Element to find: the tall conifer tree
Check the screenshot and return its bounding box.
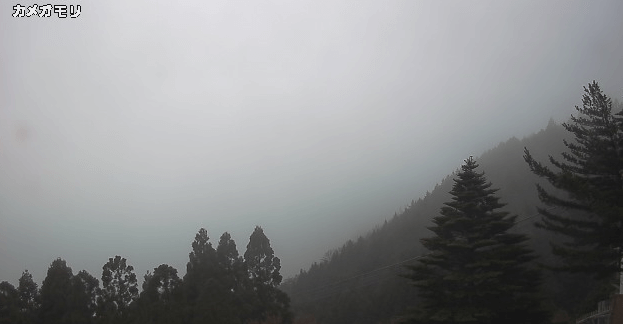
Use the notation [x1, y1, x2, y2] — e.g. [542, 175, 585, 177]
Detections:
[407, 157, 548, 324]
[524, 81, 623, 278]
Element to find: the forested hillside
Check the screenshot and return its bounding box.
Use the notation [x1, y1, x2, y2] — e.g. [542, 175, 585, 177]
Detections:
[282, 121, 597, 323]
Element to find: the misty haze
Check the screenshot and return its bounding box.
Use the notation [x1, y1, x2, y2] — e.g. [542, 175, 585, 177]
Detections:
[0, 0, 623, 324]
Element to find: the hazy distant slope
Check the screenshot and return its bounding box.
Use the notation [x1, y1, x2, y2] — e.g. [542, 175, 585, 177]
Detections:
[283, 122, 567, 323]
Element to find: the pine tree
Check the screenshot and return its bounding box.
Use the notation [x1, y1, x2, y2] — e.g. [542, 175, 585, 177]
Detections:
[244, 226, 292, 323]
[98, 255, 138, 323]
[524, 81, 623, 278]
[406, 157, 548, 324]
[17, 270, 39, 323]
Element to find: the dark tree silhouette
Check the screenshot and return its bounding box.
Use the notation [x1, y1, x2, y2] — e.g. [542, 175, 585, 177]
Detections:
[244, 226, 291, 322]
[524, 81, 623, 278]
[406, 157, 549, 324]
[98, 255, 138, 323]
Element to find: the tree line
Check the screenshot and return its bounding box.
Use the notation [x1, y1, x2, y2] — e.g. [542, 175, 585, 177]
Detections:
[404, 82, 623, 324]
[282, 82, 623, 323]
[0, 226, 292, 324]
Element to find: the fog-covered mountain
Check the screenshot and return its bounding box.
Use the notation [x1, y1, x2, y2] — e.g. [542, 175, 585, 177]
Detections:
[282, 121, 591, 323]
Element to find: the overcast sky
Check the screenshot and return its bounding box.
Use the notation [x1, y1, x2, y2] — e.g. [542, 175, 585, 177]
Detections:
[0, 0, 623, 284]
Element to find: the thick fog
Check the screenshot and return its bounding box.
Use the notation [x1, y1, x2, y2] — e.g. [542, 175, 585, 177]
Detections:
[0, 0, 623, 283]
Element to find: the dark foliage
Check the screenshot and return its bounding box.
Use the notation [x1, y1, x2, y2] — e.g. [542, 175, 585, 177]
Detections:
[0, 226, 292, 324]
[405, 157, 549, 324]
[524, 81, 623, 278]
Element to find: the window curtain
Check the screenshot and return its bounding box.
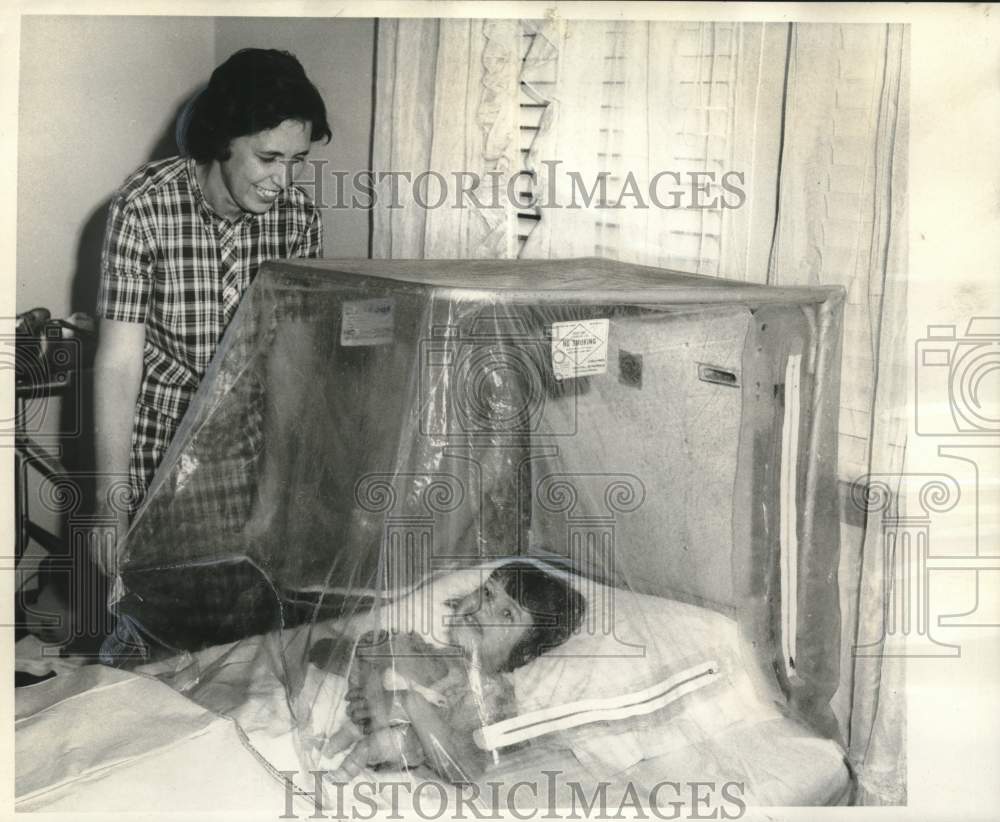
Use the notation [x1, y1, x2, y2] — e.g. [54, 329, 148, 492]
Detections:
[373, 20, 910, 804]
[372, 19, 520, 259]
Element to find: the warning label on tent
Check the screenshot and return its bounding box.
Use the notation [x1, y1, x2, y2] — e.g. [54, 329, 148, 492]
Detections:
[340, 297, 395, 345]
[552, 319, 610, 380]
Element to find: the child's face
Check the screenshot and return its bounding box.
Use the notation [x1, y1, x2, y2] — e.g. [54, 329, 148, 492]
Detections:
[450, 577, 533, 673]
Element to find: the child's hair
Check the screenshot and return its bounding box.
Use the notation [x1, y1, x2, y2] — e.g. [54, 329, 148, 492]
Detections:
[490, 561, 586, 671]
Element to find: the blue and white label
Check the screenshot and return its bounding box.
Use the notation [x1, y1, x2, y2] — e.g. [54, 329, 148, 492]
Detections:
[552, 319, 610, 380]
[340, 297, 395, 346]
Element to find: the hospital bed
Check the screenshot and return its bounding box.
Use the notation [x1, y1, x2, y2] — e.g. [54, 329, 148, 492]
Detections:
[18, 260, 852, 815]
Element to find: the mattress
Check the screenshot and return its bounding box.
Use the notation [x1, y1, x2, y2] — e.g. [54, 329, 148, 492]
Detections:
[16, 576, 850, 816]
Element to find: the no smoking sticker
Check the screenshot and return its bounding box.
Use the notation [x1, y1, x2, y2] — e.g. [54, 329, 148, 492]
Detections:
[552, 319, 610, 380]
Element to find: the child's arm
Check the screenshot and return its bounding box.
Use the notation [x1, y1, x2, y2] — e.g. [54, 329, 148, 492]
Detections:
[400, 690, 490, 782]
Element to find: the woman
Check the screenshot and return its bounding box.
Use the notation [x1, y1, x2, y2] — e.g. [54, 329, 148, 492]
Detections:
[95, 49, 331, 573]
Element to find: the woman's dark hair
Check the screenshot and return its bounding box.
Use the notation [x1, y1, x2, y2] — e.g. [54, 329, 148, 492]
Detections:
[182, 49, 331, 163]
[491, 561, 586, 671]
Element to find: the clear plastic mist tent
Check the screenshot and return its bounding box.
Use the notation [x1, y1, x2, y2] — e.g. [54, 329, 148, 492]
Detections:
[114, 259, 850, 813]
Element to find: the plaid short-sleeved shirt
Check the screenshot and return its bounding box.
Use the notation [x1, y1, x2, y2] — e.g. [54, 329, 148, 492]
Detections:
[97, 157, 323, 512]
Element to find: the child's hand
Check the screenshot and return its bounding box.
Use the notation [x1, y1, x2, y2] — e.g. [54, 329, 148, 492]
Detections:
[345, 688, 372, 730]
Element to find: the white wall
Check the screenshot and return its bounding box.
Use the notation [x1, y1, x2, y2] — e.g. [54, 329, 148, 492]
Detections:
[17, 16, 215, 316]
[16, 16, 374, 316]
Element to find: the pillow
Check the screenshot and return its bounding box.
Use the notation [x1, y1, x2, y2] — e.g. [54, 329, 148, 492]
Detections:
[513, 577, 780, 775]
[340, 557, 781, 775]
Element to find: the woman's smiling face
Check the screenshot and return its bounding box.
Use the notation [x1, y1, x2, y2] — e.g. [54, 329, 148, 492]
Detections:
[205, 120, 312, 218]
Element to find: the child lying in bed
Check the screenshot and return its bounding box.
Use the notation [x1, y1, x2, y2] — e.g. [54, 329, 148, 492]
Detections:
[320, 562, 584, 781]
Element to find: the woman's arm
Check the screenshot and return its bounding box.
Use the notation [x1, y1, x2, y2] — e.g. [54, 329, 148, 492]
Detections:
[92, 319, 146, 575]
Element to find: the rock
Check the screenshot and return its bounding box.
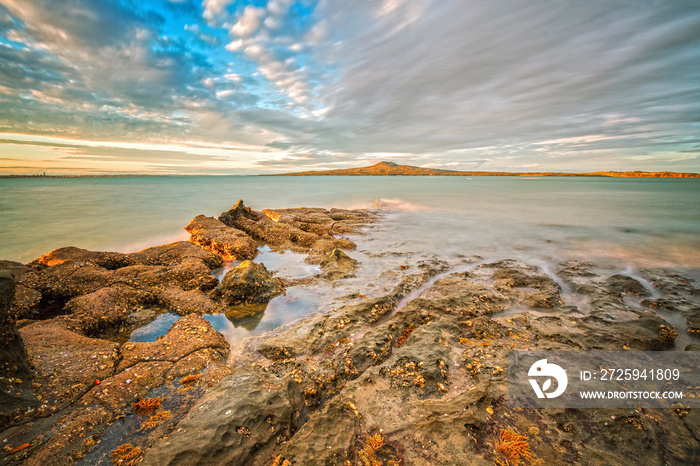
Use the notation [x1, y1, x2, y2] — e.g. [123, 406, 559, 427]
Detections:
[224, 303, 267, 322]
[117, 314, 229, 372]
[0, 270, 38, 428]
[157, 286, 225, 316]
[185, 215, 258, 260]
[219, 200, 374, 262]
[19, 319, 119, 412]
[277, 397, 360, 465]
[65, 285, 153, 337]
[29, 246, 132, 270]
[214, 261, 284, 305]
[321, 249, 359, 280]
[129, 241, 224, 270]
[605, 274, 651, 296]
[37, 262, 113, 300]
[142, 367, 292, 465]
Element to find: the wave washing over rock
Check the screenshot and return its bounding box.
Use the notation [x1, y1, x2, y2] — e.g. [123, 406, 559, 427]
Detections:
[0, 201, 700, 466]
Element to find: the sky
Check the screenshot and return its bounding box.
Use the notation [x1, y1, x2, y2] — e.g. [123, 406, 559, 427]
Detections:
[0, 0, 700, 175]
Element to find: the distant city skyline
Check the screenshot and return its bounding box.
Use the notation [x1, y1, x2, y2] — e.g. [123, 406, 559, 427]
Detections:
[0, 0, 700, 175]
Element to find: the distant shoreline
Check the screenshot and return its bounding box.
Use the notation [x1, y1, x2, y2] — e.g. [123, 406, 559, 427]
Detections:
[259, 162, 700, 178]
[0, 166, 700, 179]
[264, 172, 700, 178]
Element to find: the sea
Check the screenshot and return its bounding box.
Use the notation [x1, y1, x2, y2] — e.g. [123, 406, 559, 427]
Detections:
[0, 176, 700, 348]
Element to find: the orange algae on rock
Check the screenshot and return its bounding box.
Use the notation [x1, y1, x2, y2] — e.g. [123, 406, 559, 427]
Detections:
[139, 410, 172, 432]
[110, 443, 142, 466]
[180, 374, 204, 385]
[495, 429, 535, 466]
[131, 397, 163, 414]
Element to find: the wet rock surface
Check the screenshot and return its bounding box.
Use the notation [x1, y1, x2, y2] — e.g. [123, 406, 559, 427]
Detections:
[213, 261, 284, 305]
[185, 215, 258, 260]
[0, 202, 700, 466]
[0, 270, 38, 428]
[134, 261, 700, 465]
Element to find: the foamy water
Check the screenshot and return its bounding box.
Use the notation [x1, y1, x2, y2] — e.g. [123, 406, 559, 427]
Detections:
[0, 177, 700, 267]
[0, 177, 700, 343]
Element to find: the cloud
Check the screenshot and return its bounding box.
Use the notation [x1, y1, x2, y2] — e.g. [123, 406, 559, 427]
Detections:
[231, 6, 265, 38]
[202, 0, 233, 21]
[0, 0, 700, 171]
□ □ □ □ □
(What to work on): Lay out the stretch from the line containing "Element to find: the sky" through the line containing "[0, 176, 700, 348]" as a JSON list of strings, one string per line, leaving out any blank lines.

(The result):
[
  "Element to find: the sky",
  "Check the screenshot and return its bounding box.",
  "Use the notation [x1, y1, x2, y2] — e.g. [123, 406, 559, 427]",
  "Detections:",
  "[0, 0, 700, 175]",
  "Element to find: the distant city skyline",
  "Check the screenshot and return its bounding box.",
  "Use the notation [x1, y1, x2, y2] — e.g. [123, 406, 559, 427]",
  "Detections:",
  "[0, 0, 700, 175]",
  "Element to find: the distant shoreline",
  "Check the screenshot and return its bounding box.",
  "Use the notation [x1, y1, x2, y2] — e.g. [123, 406, 559, 427]",
  "Detections:",
  "[259, 162, 700, 178]",
  "[0, 166, 700, 179]",
  "[264, 172, 700, 178]",
  "Element to find: the sea",
  "Check the screenshot and return its bounding box.",
  "Use the notation [x1, y1, x2, y2] — e.g. [123, 406, 559, 427]",
  "Detections:",
  "[0, 176, 700, 348]"
]